[Given records]
------------------------------------------------
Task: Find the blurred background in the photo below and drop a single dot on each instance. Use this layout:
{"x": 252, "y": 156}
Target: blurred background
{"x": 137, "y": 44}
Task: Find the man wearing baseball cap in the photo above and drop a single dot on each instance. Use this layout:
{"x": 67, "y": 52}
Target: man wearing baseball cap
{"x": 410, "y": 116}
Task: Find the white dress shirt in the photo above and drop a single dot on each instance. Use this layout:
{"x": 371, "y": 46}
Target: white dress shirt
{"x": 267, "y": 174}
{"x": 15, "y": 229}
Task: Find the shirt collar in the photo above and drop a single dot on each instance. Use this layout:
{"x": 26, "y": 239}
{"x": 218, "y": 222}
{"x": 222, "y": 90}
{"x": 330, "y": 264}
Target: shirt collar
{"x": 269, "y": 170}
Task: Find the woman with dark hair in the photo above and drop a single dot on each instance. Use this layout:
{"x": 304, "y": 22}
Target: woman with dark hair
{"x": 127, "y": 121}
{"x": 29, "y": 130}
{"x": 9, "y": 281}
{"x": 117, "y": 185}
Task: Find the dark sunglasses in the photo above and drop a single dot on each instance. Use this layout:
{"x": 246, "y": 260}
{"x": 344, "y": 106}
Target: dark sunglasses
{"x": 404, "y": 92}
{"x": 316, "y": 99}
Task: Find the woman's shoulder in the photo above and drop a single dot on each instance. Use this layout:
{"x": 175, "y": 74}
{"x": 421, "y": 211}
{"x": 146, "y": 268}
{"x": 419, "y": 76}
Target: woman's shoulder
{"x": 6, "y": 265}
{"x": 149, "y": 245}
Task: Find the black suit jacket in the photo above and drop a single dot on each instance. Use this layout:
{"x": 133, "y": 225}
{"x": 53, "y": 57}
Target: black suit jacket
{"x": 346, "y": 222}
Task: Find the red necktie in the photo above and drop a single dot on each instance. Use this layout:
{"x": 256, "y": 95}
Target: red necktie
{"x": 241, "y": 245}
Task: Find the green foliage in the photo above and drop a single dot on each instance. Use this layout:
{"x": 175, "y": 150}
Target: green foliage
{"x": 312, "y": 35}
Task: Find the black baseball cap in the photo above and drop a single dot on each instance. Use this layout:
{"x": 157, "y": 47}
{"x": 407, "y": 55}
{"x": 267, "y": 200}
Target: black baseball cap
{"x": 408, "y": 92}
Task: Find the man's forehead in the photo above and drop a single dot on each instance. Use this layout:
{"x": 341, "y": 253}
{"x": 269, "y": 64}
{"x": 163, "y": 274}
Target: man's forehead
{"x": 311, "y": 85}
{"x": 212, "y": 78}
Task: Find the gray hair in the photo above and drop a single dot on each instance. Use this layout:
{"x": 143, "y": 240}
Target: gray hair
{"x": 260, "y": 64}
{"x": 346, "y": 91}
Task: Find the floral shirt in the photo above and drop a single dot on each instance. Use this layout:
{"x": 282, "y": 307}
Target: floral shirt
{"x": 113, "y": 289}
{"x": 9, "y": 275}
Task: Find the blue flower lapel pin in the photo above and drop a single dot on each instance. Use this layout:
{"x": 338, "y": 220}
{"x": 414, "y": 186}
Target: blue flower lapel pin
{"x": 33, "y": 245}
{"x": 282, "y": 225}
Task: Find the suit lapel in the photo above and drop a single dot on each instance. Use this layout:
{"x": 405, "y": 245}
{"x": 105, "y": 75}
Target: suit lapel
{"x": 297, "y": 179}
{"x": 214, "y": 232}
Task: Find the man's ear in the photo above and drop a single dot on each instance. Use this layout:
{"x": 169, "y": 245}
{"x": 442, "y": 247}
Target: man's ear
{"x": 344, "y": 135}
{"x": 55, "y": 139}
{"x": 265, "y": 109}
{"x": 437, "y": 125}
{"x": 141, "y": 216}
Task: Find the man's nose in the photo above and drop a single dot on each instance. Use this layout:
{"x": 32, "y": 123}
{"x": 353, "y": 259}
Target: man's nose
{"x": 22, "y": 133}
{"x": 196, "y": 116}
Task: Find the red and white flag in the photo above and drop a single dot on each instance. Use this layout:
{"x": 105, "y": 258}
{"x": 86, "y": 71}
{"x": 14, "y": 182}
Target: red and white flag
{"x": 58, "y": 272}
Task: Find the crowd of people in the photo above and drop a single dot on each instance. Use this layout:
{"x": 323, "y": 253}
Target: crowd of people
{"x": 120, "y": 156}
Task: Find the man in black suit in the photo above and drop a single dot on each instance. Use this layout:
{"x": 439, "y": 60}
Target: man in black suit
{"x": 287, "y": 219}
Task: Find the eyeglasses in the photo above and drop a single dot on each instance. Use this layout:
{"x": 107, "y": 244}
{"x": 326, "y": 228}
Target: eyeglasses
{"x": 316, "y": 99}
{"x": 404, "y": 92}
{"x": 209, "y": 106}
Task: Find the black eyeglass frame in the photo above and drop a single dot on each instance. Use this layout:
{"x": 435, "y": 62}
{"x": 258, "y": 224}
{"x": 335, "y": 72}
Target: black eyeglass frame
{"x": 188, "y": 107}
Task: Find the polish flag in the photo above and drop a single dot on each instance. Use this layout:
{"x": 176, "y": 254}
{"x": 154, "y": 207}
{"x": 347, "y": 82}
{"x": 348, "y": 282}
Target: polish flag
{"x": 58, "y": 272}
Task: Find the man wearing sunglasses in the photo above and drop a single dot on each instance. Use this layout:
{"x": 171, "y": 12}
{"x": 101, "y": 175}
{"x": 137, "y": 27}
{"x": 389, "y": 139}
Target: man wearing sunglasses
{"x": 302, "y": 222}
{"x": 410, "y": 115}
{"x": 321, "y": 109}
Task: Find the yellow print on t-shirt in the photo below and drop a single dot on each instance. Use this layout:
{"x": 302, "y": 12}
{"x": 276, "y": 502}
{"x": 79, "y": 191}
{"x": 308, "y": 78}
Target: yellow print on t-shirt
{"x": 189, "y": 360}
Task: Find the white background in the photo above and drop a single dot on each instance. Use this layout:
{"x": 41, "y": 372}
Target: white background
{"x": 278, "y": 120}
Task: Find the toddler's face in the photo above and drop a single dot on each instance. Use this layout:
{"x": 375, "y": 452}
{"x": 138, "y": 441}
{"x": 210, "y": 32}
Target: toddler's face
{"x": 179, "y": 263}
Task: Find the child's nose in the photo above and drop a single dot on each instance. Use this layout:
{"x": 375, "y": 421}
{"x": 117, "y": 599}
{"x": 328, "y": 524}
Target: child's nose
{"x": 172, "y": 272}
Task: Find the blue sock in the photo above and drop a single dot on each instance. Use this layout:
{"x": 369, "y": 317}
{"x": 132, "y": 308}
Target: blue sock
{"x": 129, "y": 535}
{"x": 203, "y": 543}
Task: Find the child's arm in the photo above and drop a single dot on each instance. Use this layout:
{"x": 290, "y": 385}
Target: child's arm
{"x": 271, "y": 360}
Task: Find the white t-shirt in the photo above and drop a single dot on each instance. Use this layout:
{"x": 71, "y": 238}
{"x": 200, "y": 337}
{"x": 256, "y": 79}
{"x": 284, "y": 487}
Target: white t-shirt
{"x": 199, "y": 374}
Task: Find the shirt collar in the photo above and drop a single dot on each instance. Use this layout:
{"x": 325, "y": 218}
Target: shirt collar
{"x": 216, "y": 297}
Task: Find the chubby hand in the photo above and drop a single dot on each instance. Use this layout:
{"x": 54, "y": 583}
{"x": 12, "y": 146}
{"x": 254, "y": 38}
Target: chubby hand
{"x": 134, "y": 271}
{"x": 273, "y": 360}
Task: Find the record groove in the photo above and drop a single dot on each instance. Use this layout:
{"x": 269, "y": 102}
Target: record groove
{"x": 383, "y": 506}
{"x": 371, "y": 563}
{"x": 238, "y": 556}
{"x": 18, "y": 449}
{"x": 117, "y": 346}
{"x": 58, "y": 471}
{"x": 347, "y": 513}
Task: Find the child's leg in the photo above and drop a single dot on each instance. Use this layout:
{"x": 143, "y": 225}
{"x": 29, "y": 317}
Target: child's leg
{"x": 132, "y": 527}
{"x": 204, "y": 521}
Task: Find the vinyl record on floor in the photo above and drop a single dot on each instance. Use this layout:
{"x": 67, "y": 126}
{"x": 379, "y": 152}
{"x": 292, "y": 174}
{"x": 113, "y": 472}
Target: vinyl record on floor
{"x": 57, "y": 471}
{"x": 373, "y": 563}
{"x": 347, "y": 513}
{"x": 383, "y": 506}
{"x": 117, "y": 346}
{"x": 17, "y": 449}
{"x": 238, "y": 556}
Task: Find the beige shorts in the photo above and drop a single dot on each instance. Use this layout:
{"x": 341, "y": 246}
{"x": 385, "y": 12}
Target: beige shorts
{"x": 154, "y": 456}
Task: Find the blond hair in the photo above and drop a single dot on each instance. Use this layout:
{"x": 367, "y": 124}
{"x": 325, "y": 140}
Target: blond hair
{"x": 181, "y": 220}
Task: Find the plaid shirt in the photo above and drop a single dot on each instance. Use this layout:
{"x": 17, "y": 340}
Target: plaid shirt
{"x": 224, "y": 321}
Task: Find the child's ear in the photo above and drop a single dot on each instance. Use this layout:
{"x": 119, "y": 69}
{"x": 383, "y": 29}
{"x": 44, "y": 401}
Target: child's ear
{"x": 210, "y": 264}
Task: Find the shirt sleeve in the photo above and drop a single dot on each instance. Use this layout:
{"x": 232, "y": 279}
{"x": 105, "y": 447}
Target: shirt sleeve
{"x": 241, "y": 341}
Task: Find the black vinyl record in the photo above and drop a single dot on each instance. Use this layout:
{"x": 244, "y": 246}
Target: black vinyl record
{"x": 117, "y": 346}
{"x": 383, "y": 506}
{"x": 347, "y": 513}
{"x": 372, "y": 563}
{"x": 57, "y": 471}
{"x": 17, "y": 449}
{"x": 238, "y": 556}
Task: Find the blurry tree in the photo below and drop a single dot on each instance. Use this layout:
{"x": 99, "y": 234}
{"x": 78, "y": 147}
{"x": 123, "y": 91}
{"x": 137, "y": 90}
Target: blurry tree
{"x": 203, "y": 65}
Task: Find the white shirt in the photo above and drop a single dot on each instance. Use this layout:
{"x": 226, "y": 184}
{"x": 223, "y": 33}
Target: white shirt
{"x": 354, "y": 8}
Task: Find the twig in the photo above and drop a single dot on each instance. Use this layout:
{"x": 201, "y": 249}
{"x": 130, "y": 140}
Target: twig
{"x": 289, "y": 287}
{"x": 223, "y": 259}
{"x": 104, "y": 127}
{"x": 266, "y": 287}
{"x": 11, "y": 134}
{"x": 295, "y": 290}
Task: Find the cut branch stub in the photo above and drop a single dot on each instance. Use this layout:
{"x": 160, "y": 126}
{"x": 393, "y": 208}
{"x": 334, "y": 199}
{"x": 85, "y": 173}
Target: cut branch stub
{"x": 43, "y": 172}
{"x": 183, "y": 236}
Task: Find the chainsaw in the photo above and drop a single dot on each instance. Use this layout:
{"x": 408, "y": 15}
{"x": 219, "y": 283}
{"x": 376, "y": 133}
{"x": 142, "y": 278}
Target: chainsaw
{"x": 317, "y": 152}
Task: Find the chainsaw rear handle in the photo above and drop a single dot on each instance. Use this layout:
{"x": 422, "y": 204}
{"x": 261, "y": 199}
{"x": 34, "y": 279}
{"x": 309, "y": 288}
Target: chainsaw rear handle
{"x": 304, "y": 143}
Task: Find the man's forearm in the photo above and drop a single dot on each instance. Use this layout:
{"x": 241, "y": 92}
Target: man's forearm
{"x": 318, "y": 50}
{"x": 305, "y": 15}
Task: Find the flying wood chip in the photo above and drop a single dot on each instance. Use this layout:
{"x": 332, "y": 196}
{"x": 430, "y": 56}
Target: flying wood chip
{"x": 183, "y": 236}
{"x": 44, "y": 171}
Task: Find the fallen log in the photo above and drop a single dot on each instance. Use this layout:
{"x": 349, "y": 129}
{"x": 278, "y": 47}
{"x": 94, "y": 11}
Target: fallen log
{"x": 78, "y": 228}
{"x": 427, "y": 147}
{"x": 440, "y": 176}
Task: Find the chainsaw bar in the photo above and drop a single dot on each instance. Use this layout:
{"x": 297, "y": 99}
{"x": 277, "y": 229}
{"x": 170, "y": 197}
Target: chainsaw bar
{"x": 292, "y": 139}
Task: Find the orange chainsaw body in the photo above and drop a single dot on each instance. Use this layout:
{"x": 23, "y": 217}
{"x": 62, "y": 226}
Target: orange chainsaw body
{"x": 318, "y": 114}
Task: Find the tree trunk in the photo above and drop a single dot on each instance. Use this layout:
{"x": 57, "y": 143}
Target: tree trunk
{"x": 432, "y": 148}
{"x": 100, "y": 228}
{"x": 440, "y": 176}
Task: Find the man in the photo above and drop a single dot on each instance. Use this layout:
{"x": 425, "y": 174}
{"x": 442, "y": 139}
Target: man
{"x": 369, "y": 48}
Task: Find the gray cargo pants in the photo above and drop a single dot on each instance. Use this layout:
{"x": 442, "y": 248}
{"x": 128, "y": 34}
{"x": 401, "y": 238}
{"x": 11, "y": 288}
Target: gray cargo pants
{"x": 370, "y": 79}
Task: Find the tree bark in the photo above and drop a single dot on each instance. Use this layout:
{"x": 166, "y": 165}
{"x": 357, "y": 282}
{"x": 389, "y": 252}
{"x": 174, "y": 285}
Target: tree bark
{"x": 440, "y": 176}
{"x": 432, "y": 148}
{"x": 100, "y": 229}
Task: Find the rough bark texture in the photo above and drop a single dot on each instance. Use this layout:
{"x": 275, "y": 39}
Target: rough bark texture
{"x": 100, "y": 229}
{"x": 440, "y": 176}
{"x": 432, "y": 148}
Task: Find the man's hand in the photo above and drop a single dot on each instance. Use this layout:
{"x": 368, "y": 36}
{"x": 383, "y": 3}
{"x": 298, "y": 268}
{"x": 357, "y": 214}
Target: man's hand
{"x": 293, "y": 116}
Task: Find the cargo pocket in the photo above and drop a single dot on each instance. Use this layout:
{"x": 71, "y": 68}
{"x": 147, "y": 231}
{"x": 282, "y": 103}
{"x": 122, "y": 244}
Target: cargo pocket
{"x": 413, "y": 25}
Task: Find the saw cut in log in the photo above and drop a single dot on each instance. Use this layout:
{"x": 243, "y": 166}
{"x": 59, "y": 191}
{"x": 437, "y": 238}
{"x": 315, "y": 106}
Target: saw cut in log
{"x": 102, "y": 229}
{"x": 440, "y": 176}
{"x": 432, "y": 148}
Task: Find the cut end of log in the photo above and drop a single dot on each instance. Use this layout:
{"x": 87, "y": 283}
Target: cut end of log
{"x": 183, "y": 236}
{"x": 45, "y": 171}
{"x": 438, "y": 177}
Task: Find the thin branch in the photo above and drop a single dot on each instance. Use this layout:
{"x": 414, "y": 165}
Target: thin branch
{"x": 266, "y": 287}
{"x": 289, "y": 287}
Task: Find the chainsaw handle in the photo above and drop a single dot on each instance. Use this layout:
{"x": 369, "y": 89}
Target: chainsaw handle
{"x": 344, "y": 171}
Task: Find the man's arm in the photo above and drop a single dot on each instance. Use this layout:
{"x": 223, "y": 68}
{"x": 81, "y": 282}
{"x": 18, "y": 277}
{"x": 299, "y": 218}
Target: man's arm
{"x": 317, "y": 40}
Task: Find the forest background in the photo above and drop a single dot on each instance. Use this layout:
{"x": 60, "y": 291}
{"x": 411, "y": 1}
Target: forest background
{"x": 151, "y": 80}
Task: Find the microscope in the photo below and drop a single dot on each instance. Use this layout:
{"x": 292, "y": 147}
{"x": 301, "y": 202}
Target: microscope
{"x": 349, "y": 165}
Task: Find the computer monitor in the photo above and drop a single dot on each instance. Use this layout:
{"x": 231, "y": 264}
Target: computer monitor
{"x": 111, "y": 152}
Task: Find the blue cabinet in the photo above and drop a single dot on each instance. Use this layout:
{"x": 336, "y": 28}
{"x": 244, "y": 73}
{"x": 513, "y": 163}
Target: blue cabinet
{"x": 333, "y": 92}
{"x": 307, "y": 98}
------------------------------------------------
[Problem to work on] Everything from the line containing "Task: Find the microscope" to the end of the data above should be quoted exactly, please, both ends included, and nothing outside that span.

[The output]
Task: Find the microscope in the photo below and drop a single dot on each instance. Use this layout:
{"x": 292, "y": 147}
{"x": 301, "y": 202}
Target: microscope
{"x": 349, "y": 165}
Task: Find the computer monitor in the photo above and drop a single dot on each instance. Use this layout:
{"x": 231, "y": 264}
Target: computer monitor
{"x": 111, "y": 152}
Task: Find the blue cabinet in the photo above and drop a single dot on each instance. Use this layout:
{"x": 336, "y": 28}
{"x": 244, "y": 73}
{"x": 513, "y": 163}
Target: blue cabinet
{"x": 333, "y": 92}
{"x": 307, "y": 98}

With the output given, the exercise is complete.